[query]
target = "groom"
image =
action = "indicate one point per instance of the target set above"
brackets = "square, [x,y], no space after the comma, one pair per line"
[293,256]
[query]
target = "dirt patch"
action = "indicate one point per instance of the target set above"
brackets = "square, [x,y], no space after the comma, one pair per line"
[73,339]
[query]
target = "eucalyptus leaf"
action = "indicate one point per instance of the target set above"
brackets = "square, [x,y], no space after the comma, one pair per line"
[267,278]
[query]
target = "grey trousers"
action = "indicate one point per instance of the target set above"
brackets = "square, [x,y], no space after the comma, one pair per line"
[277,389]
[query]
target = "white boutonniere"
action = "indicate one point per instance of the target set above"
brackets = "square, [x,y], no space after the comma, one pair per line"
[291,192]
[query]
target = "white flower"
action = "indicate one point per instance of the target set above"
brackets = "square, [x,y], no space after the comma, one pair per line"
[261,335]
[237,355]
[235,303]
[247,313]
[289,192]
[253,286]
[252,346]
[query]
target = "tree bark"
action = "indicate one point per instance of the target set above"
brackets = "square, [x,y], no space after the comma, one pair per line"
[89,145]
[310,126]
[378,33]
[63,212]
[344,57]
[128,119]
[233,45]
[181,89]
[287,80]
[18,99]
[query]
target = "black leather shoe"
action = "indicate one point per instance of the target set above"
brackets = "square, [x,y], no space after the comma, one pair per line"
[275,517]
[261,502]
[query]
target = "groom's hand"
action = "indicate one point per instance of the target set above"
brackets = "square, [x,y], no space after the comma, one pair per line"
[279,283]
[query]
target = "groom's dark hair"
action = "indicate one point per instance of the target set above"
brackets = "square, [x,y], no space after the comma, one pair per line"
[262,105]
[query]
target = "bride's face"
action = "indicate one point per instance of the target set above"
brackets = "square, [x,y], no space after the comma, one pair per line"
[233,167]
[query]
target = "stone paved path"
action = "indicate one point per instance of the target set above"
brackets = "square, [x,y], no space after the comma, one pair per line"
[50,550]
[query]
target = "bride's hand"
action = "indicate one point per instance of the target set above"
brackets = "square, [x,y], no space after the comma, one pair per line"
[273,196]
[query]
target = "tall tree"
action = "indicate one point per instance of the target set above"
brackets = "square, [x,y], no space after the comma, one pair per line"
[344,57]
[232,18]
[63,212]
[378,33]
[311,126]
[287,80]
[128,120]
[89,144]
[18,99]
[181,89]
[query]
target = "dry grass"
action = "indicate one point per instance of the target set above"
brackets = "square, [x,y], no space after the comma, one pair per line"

[Direction]: Restate each record exactly as written.

[Task solution]:
[query]
target = "groom"
image =
action = "indicate one point per instance of the target set above"
brackets = "square, [x,y], no space after the comma, one pair per line"
[293,256]
[query]
target = "dirt patch"
action = "indicate one point per instance of the target set above"
brackets = "square, [x,y], no space after the comma, one pair per line"
[73,339]
[query]
target = "eucalyptus leaf"
action = "indicate one point per instance of the target set above"
brackets = "square, [x,y], no space after the comma, one pair per line"
[267,278]
[query]
target = "grey trousers"
action = "indicate one point per instance of the target set above"
brackets = "square, [x,y], no space after the comma, one pair per line"
[277,389]
[query]
target = "white boutonniere"
action = "indicate one point per instance of the target set above"
brackets = "square, [x,y], no space after the comma, one pair per line"
[291,192]
[query]
target = "white flower"
action = "indicate one point per instance of the target set above"
brackets = "square, [x,y], no space after the comma, one pair per line"
[261,335]
[237,355]
[235,303]
[247,313]
[289,192]
[253,286]
[252,346]
[query]
target = "tree bark"
action = "indicate one point per instance of the target set above"
brackets = "square, [x,y], no space after the comma, one pair per line"
[89,145]
[310,126]
[378,33]
[63,212]
[344,57]
[128,119]
[233,45]
[181,89]
[287,80]
[18,99]
[query]
target = "black leather shoe"
action = "indicate one point per instance of the target set above"
brackets = "square, [x,y], no space after the comma, one pair per line"
[275,517]
[261,502]
[query]
target = "groom's hand"
action = "indicate one point per instance of the target set above"
brackets = "square, [x,y], no space after the comma, one pair per line"
[279,283]
[query]
target = "groom's dark hair"
action = "indicate one point per instance of the target set above"
brackets = "square, [x,y], no space after the comma, one pair per line"
[262,105]
[query]
target = "bride's face"
action = "indicate one point per instance of the target set above"
brackets = "square, [x,y], no space after the comma, one pair per line"
[233,167]
[query]
target = "stone paved path"
action = "indicate one point per instance of the target set above"
brackets = "square, [x,y], no space after the comma, one pair per line"
[50,550]
[query]
target = "bride's hand"
action = "indicate one point per instance of the target set above"
brackets = "square, [x,y], no space after the comma, one pair per line"
[273,196]
[query]
target = "tall tree"
action = "indicate one point per instance of the target set above"
brackets = "square, [x,y], no space after the comma, one pair per line"
[344,57]
[232,18]
[63,212]
[378,33]
[311,126]
[287,80]
[128,120]
[89,144]
[18,99]
[181,89]
[query]
target = "dry grass"
action = "indicate one point per instance of the target set above"
brackets = "square, [x,y], no space after the comma, one pair per line"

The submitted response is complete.